* DATASET ENTRIES:
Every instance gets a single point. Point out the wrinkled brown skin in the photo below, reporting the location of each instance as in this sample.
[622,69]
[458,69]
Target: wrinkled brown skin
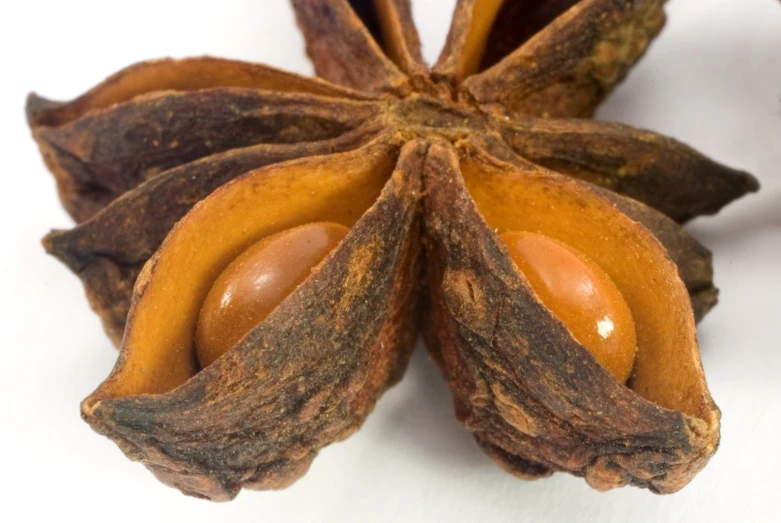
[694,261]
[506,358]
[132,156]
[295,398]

* * *

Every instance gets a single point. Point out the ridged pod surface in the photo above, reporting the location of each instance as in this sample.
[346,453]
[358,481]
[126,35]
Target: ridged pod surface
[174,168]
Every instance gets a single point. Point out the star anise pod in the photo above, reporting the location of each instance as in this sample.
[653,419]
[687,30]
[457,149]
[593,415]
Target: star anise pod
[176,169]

--

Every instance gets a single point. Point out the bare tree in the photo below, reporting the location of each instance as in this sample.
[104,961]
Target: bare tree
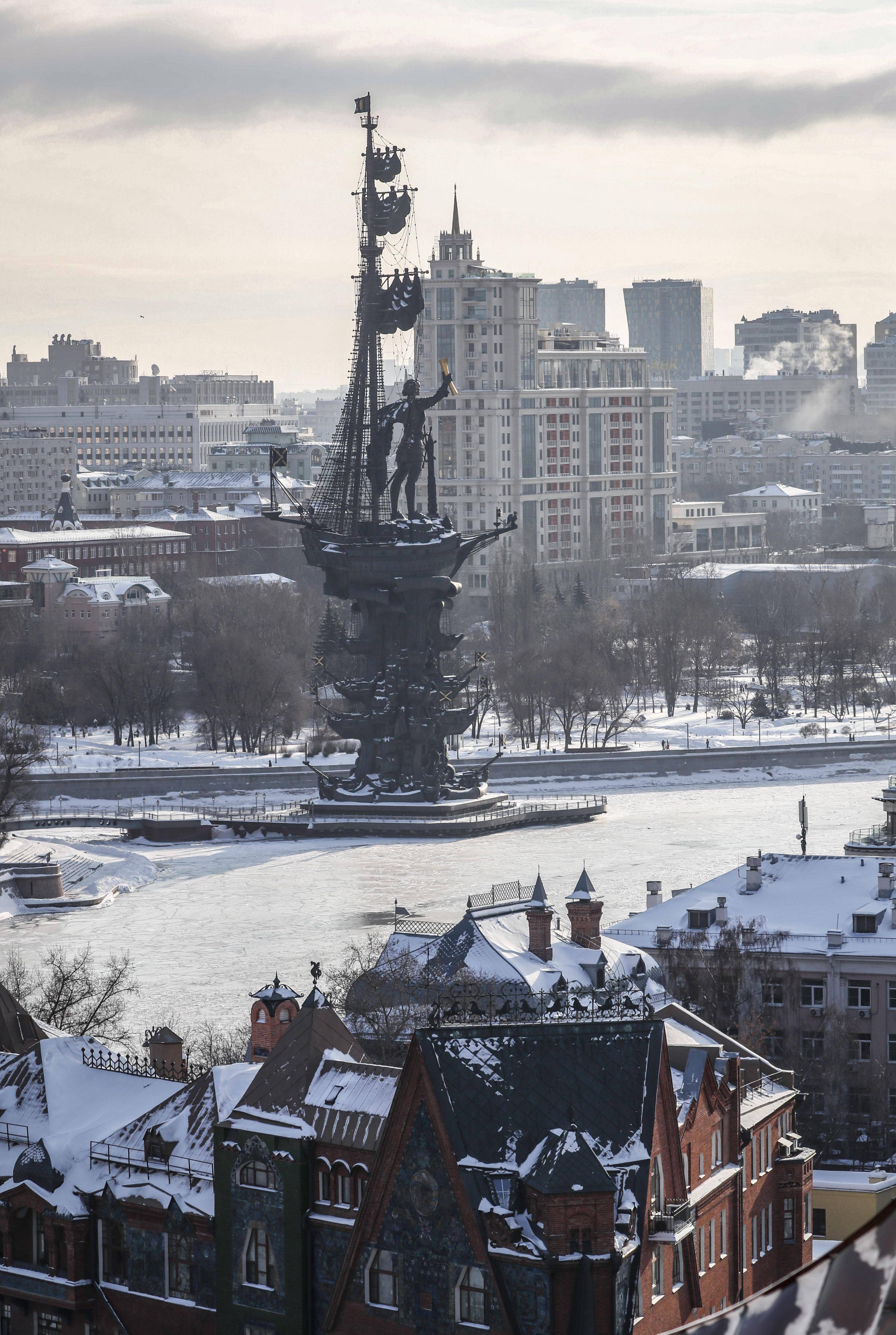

* AIM OF THE TASK:
Output the lines from the one containing "Every instance gets a single point. Point out the bare" through the one containing "Target: bare tree", both included, as a Markdown table with the columns Row and Item line. Number each line and leave out any blank lines.

* ANSWER TO THIS EXERCISE:
| Row | Item line |
|---|---|
| 1 | Every instance gets a single point. Point out the bare tree in the photo below, reporting the location of each instance as in this sample. |
| 2 | [104,961] |
| 3 | Target: bare tree |